> _Task goal_
Go through the entries below and work out how many lines include "white"; give only that number.

━━━━━━━━

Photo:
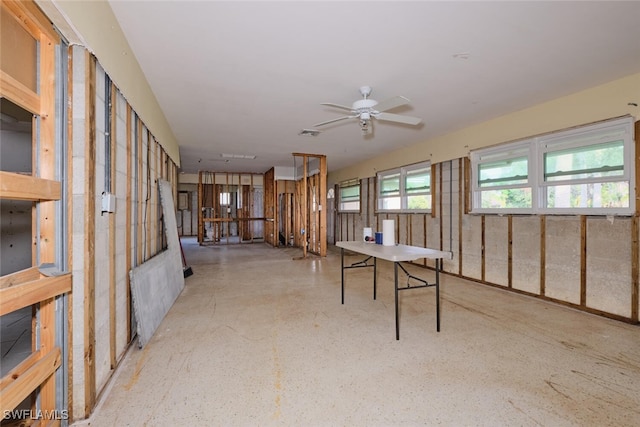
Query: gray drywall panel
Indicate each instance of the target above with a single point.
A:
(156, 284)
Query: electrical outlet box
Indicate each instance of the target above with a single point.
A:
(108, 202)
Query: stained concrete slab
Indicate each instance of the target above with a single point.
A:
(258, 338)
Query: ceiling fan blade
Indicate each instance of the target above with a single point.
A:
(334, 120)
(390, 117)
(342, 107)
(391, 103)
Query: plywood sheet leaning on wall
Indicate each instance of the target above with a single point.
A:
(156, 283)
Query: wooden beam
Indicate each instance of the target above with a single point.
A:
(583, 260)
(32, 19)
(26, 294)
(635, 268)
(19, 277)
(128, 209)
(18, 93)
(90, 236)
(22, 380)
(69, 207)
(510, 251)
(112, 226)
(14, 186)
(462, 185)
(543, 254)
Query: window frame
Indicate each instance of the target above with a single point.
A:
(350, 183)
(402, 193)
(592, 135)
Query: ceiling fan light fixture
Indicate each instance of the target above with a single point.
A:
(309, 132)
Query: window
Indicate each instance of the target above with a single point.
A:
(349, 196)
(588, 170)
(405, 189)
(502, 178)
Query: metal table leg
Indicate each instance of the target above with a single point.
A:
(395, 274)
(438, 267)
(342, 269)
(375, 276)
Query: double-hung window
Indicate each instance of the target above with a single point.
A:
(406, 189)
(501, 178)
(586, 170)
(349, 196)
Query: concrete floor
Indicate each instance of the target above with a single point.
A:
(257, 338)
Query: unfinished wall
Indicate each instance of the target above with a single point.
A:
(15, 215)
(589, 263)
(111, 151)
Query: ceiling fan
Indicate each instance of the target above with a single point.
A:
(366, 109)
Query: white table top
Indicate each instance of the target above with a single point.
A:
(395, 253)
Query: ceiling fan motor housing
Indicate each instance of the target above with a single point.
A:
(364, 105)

━━━━━━━━

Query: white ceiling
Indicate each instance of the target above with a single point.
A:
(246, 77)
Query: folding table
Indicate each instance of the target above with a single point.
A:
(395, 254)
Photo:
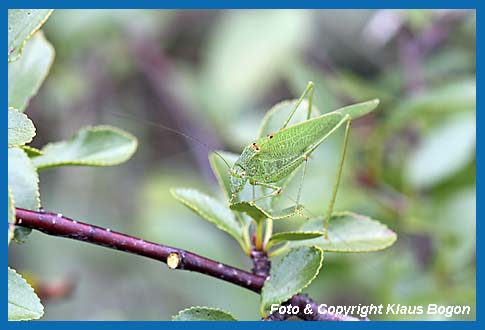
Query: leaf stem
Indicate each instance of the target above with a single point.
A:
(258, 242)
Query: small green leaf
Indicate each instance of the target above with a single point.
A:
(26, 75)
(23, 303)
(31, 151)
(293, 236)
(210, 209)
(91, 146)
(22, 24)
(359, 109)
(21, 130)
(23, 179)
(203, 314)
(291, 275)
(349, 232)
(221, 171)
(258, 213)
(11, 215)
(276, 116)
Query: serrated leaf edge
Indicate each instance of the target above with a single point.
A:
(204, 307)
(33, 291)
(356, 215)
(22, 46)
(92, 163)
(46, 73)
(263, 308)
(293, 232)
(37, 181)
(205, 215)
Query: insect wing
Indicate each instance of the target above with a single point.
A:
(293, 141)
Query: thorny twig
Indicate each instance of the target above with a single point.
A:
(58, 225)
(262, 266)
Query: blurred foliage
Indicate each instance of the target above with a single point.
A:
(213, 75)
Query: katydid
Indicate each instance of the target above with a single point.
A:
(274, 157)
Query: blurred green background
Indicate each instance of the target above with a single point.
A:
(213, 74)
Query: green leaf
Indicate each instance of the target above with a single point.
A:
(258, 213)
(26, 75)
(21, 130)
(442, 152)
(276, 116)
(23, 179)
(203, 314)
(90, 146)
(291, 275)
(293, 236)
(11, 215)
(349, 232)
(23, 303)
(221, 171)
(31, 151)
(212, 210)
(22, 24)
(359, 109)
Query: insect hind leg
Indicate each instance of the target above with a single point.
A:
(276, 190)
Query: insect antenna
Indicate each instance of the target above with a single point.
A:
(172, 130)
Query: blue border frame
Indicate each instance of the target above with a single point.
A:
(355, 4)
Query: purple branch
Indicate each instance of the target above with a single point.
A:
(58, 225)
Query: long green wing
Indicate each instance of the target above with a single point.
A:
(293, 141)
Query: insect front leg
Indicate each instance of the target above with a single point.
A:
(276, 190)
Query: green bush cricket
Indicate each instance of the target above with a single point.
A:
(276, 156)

━━━━━━━━

> _Solution for this problem_
2